### Schriftliche Aufgabe A
Welche Hinrunde hatte Götze laut David Kreisl im Textauszug über das Spiel gegen Barcelona?

Ist dieses Barcelona besiegbar?

Die Opta-Daten aller Spieler des FC Barcelona und des FC Bayern im Vergleich

Hätte Götze spielen müssen?

Fatih Demireli (SPOX): Wenn Robben und Ribery ausfallen und Lewandowski angeschlagen ist, muss Götze eigentlich spielen. Wenn Götze unter diesen Umständen keine Option für die Startelf ist, muss er sich hinterfragen.

David Kreisl (SPOX): Es ist schon ein recht klares Statement von Guardiola, Götze bei der angespannten Personallage in so einem Spiel auf der Bank zu lassen. Andererseits: Was, außer der Name, hätte nach den Auftritten in den letzten Wochen für Götze gesprochen? Der Ex-Dortmunder hatte eine starke Hinrunde, hängt aber momentan in einem Loch. Dass ich als Trainer so jemanden nicht im Camp Nou ins CL-Halbfinale schmeiße, ist doch klar.

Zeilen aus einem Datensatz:
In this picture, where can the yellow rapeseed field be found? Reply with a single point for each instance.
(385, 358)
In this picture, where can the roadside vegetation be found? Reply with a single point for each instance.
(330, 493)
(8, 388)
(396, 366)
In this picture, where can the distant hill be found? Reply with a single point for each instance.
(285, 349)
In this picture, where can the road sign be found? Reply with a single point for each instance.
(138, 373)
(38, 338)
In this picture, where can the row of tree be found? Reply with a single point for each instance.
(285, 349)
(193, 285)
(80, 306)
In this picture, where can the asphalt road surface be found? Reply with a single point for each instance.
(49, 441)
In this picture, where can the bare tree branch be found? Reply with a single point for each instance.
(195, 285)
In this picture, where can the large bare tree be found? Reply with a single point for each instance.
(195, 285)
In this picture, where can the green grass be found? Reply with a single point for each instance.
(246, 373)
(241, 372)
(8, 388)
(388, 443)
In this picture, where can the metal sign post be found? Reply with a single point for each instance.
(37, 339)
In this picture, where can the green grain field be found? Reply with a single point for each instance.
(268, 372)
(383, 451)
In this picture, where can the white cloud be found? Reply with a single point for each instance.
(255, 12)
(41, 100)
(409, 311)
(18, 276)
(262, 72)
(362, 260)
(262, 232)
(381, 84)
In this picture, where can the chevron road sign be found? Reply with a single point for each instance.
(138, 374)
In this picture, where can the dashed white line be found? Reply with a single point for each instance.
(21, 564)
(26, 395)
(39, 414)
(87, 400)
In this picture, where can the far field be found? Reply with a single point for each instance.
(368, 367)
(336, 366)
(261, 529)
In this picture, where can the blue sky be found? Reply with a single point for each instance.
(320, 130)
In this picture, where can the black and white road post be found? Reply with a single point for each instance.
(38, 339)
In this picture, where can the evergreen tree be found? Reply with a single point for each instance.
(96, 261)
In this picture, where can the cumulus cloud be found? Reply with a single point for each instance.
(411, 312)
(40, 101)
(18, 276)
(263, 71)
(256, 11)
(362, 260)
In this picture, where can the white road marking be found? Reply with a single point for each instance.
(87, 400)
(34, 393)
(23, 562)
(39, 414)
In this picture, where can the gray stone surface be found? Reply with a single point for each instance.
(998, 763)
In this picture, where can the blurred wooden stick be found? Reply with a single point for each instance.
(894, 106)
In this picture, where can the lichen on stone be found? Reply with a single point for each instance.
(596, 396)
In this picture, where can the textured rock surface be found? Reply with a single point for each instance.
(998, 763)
---
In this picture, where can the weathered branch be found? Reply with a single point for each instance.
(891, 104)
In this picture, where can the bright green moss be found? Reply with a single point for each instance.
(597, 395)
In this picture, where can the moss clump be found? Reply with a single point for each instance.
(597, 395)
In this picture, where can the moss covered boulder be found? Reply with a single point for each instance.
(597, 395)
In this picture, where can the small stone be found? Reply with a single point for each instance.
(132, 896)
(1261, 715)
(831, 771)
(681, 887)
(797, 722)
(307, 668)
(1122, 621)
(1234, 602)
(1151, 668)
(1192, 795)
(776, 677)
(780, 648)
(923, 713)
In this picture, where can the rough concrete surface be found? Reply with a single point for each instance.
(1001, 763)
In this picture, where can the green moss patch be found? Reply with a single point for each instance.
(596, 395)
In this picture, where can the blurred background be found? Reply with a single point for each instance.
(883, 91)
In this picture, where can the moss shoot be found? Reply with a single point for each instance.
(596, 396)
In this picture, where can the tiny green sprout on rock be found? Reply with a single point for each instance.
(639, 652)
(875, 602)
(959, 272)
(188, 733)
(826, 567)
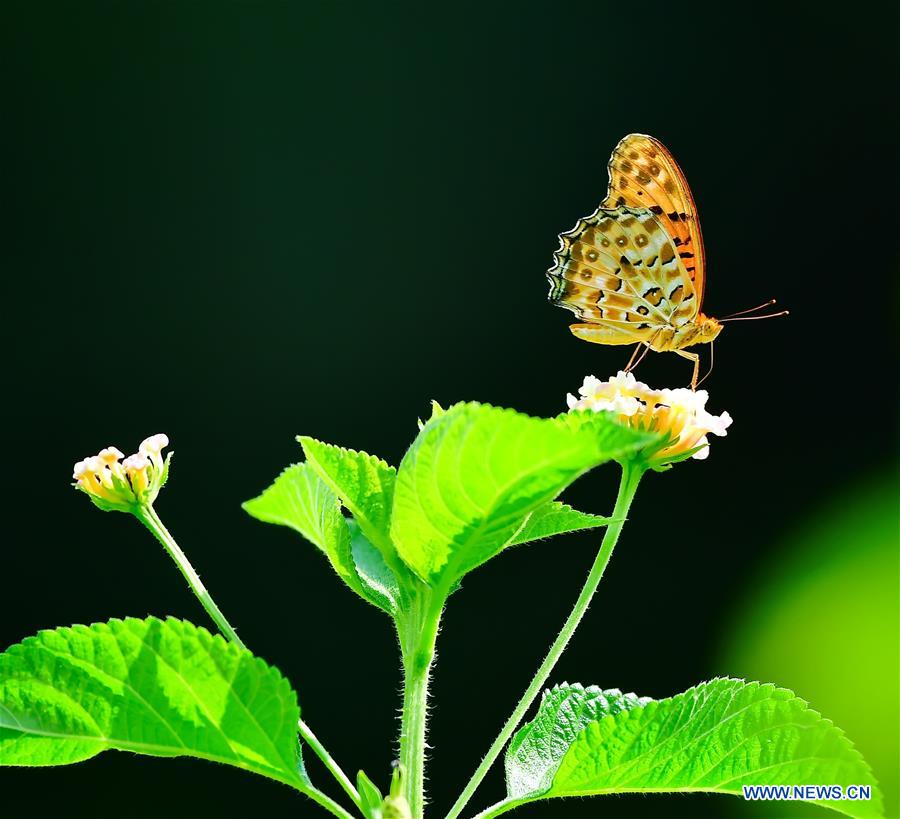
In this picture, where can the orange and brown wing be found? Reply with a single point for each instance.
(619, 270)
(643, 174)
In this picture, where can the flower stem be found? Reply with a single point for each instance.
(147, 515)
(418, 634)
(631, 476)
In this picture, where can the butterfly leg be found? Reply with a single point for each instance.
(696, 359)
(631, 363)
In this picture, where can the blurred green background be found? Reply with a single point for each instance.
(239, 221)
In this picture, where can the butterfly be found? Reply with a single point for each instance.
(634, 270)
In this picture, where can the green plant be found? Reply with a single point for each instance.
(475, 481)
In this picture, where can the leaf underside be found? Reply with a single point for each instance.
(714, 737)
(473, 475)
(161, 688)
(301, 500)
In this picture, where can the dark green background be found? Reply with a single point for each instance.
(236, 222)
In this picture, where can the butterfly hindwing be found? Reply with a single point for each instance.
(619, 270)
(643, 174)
* * *
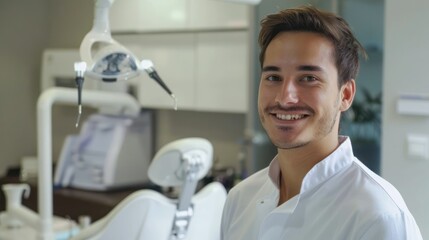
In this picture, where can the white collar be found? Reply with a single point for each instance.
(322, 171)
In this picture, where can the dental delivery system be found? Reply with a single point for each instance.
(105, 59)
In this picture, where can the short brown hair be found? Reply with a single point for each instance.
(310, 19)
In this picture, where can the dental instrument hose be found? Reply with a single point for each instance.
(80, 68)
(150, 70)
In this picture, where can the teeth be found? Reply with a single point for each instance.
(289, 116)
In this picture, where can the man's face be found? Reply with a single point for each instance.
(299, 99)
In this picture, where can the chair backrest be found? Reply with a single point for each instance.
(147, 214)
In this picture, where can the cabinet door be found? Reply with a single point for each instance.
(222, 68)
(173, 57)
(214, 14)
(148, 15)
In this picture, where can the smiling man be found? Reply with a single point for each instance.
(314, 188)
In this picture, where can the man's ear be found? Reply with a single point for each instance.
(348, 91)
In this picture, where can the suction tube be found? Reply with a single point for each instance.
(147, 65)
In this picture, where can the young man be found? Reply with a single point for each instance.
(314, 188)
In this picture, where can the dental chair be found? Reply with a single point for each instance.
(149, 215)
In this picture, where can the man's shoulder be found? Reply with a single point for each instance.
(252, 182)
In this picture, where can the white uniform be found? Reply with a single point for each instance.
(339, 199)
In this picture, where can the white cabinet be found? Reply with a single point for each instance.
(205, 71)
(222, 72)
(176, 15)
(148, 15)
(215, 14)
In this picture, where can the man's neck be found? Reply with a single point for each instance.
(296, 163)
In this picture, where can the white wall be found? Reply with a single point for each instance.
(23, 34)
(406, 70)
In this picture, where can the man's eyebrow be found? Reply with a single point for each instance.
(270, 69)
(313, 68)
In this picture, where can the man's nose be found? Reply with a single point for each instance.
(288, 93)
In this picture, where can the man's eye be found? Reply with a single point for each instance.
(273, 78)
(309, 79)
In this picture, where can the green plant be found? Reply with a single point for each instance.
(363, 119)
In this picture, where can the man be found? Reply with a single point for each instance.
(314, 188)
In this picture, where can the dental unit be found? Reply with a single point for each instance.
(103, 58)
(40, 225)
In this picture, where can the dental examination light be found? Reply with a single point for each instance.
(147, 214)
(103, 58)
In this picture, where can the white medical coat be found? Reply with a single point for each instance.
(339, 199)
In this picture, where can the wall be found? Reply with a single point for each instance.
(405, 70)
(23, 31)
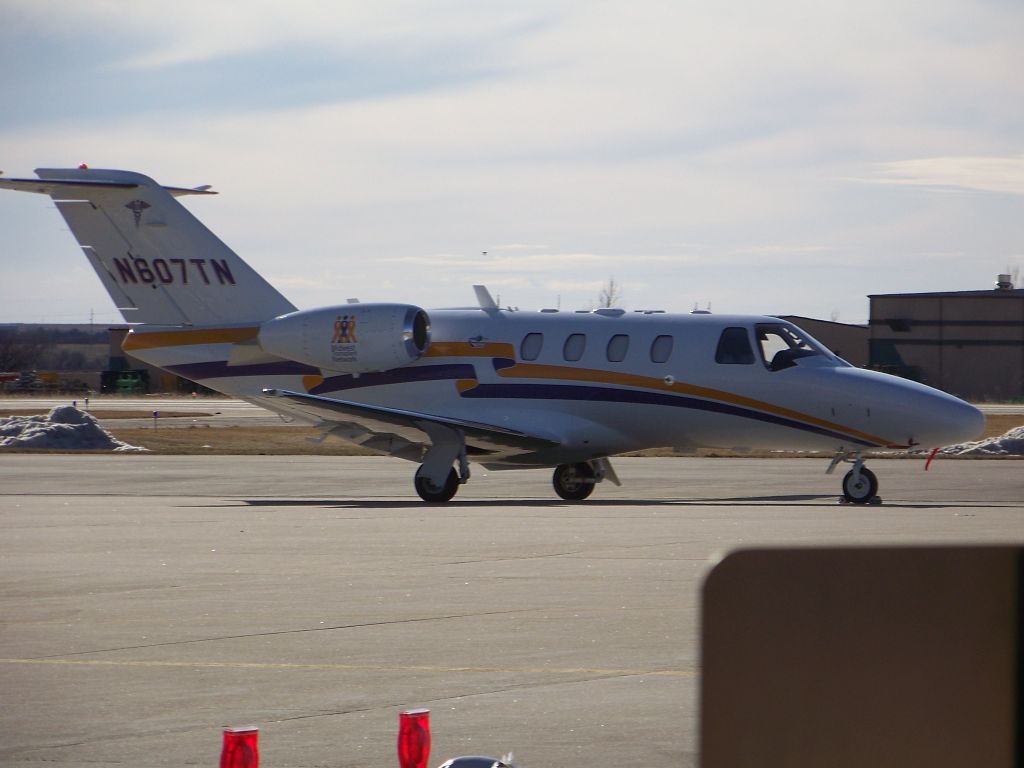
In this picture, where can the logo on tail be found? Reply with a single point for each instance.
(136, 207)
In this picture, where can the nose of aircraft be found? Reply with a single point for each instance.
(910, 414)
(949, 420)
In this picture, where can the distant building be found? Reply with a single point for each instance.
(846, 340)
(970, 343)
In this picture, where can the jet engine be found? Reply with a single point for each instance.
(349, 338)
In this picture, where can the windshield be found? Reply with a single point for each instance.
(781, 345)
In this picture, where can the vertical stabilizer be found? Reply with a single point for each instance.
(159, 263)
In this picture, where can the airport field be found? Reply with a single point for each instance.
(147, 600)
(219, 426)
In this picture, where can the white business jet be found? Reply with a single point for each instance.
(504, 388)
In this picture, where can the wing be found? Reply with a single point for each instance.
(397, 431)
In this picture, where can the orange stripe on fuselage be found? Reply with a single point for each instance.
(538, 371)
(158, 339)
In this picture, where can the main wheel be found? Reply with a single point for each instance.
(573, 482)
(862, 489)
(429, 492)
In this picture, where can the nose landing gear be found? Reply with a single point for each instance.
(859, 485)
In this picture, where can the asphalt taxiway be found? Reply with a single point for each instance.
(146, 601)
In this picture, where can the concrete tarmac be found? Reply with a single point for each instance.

### Schriftliche Aufgabe B
Ersetze in den Datensätzen „asphalt taxiway“ durch „paved taxiway“ und gib die betreffenden Zeilen sonst unverändert wieder. Beginne bei der Zeile mit „In this picture, where can the nose landing“ und ende nach der Zeile mit „In this picture, where can the concrete“.

### Vollständige Antwort A
Eine starke Hinrunde.

### Vollständige Antwort B
In this picture, where can the nose landing gear be found? Reply with a single point for each instance.
(859, 485)
In this picture, where can the paved taxiway be found? Reply with a single point for each instance.
(146, 601)
In this picture, where can the concrete tarmac be found? Reply with a single point for each instance.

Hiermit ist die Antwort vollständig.